— begin MATERIAL SUPPLIED —
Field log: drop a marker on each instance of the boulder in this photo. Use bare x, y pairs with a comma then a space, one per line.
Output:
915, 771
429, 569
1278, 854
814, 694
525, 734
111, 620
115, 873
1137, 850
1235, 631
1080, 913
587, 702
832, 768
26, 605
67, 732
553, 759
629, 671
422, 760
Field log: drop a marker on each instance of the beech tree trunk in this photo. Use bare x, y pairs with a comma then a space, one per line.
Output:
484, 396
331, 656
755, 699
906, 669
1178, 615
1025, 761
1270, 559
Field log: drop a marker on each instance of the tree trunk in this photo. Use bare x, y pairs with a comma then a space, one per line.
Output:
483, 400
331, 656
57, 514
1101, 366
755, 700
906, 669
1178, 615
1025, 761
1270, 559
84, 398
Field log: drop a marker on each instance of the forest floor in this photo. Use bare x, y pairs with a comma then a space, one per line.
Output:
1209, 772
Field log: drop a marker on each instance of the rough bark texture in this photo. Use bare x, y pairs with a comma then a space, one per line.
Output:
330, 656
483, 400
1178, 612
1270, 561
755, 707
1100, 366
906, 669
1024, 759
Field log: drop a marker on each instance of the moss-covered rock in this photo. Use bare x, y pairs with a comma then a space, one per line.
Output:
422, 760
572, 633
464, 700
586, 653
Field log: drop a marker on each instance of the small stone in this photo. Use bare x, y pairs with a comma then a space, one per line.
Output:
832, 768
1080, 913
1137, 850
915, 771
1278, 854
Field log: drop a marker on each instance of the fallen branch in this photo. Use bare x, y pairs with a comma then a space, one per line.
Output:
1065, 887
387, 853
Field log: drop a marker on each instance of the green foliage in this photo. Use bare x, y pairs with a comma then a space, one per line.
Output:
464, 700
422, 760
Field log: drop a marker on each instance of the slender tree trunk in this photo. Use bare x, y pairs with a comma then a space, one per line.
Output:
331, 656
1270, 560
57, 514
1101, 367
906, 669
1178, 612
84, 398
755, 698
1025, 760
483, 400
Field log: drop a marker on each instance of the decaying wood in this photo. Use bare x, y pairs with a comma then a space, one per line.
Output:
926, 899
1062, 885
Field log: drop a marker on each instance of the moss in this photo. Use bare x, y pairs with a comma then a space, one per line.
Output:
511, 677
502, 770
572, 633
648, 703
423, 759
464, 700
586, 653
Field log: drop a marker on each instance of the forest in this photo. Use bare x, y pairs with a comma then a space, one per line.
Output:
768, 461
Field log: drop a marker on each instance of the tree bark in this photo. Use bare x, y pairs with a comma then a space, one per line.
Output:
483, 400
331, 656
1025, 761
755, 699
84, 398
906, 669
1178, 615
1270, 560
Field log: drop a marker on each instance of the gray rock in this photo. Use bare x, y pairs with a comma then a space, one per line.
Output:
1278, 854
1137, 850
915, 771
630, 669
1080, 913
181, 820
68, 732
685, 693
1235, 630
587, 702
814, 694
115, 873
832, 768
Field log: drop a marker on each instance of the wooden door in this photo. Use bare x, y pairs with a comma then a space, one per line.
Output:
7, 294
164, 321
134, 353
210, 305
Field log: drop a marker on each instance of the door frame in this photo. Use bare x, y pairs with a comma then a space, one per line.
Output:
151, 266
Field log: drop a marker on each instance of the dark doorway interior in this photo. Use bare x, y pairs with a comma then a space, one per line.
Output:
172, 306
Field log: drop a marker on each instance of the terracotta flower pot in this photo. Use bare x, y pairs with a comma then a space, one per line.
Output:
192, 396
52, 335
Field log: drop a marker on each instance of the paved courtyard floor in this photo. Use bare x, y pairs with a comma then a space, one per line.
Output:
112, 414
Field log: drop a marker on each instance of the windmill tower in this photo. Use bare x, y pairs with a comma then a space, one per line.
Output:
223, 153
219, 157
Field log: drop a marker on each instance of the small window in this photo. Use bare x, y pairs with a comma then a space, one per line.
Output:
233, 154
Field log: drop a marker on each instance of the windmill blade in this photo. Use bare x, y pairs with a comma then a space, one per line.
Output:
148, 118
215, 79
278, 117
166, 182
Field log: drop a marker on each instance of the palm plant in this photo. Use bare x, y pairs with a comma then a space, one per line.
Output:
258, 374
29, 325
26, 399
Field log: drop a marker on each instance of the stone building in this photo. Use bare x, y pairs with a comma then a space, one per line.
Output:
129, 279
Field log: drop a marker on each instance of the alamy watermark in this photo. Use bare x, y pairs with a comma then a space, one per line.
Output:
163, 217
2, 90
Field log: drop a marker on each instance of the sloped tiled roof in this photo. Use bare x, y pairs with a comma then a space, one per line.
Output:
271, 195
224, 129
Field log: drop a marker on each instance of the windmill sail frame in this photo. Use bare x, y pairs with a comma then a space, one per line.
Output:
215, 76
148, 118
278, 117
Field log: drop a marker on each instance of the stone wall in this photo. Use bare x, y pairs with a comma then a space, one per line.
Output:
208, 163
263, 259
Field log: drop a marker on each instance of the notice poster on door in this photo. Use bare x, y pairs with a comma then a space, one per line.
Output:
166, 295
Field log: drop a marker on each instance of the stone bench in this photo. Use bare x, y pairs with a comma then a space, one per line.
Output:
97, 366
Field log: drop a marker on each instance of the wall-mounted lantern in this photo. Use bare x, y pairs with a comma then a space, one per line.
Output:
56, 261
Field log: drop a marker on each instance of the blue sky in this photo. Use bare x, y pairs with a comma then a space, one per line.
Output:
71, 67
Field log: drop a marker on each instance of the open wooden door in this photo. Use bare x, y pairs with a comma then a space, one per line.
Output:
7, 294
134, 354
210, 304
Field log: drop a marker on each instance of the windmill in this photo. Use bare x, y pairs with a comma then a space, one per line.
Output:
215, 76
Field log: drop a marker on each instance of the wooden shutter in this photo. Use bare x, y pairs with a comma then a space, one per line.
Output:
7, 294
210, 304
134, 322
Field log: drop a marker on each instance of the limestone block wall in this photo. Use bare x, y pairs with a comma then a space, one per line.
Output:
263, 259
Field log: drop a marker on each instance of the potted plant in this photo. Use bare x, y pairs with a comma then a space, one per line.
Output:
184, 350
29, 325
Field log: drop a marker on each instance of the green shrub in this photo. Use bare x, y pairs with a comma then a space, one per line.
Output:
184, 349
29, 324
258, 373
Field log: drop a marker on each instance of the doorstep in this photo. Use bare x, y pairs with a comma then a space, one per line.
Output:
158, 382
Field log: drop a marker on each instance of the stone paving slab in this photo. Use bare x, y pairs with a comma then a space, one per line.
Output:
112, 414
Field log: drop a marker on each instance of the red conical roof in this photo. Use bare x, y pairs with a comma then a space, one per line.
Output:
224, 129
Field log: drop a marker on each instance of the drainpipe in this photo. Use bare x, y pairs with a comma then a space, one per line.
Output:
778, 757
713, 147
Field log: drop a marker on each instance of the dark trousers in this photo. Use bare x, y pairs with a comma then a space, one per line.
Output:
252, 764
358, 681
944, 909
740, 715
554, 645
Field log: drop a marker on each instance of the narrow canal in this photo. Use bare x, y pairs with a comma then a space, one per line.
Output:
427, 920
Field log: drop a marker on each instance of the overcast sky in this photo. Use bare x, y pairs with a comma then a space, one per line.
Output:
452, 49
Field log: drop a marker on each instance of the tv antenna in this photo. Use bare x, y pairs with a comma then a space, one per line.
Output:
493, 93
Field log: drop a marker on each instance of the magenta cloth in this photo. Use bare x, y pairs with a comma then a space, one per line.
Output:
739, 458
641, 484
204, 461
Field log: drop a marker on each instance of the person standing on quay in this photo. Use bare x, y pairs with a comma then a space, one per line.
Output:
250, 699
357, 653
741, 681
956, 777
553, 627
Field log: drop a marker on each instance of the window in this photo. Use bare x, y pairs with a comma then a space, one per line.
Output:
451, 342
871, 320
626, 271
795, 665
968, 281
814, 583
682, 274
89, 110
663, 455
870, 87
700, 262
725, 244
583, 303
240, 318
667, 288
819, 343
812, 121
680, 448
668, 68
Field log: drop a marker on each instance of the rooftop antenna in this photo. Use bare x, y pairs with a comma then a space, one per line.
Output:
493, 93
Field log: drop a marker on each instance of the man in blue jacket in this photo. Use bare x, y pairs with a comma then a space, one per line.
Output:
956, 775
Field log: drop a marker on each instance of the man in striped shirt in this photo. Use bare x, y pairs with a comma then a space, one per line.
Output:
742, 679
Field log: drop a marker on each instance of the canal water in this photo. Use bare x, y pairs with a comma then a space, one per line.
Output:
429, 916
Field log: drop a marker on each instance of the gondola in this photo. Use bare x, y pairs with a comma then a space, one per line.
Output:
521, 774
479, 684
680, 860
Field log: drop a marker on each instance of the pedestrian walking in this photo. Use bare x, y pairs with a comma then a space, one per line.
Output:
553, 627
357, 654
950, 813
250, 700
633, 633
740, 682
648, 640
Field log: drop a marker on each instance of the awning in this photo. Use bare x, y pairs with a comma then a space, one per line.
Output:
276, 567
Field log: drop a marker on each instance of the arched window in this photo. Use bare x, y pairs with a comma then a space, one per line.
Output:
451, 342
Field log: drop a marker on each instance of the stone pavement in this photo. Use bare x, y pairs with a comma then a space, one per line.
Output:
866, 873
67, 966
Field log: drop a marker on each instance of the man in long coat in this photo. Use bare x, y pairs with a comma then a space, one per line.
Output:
— end MATERIAL SUPPLIED —
_REQUIRED WORK_
With the line containing "Field log: drop a marker on each instance of the rooftop" as the first and the last line of the records as the final one, print exactly the lines in that span.

_SOLUTION BELOW_
Field log: drop a marker on each instance of the rooftop antenna in this photo. Use bare x, y pairs with a comma then a space, one per line.
Output:
493, 93
Field log: drop a marker on each instance of the man in blue jacket in this photo. Use bare x, y pairs with a comma then a space, one per line.
Output:
956, 775
Field log: drop a marker on each instance of the man in striped shirt in this photo. Use bare x, y pairs with a comma then a space, one per line.
Output:
742, 679
Field log: drop a marker on each instance of the canal water in this photo. Use bare x, y pairs with a comma then a space, one per line.
Output:
429, 916
Field log: drop a marker on each instance of the gondola in this photo. Use bare x, y pairs with a comma then a space, one per line.
Output:
521, 774
479, 684
680, 860
Field log: drop a marker on each instance of the pedestrian walking in this photo. Use bare x, y pairs with a comma then a space, one per line.
Output:
553, 627
357, 654
950, 813
250, 700
633, 633
740, 682
648, 640
Field log: drop a marker on each instance of the awning in this photo. Use bare x, y pairs with a comma then a space, one per line.
Output:
276, 567
Field log: drop a marker on each instance of the arched window in this photo. Use bare x, y pairs with a comma then a space, one per line.
Output:
451, 342
Field log: drop a marker on each instance of the stone pavement in this photo. Use bare x, y pairs with a comma then a space, one per line.
Output:
866, 873
67, 966
Field log: drop a marker on each instance of the man in long coat in this photo. Use bare x, y pairs with a comma then a space, one per line.
Output:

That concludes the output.